### What needs to be done
Whatever appears in the entries must be given again exactly.

Dataset excerpts: Begin

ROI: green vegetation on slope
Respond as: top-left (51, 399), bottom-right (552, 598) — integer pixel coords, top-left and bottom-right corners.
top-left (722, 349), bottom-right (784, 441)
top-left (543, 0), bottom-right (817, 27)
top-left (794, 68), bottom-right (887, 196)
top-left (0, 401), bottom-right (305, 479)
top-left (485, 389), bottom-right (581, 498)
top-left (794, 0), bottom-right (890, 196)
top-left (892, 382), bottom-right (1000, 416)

Dataset excerpts: End

### Result
ROI: green vegetation on slope
Respond as: top-left (51, 399), bottom-right (552, 598) — integer pixel coords, top-left and bottom-right corners.
top-left (722, 349), bottom-right (784, 441)
top-left (543, 0), bottom-right (817, 27)
top-left (794, 68), bottom-right (887, 196)
top-left (0, 401), bottom-right (305, 479)
top-left (485, 389), bottom-right (581, 498)
top-left (794, 0), bottom-right (890, 196)
top-left (892, 382), bottom-right (1000, 416)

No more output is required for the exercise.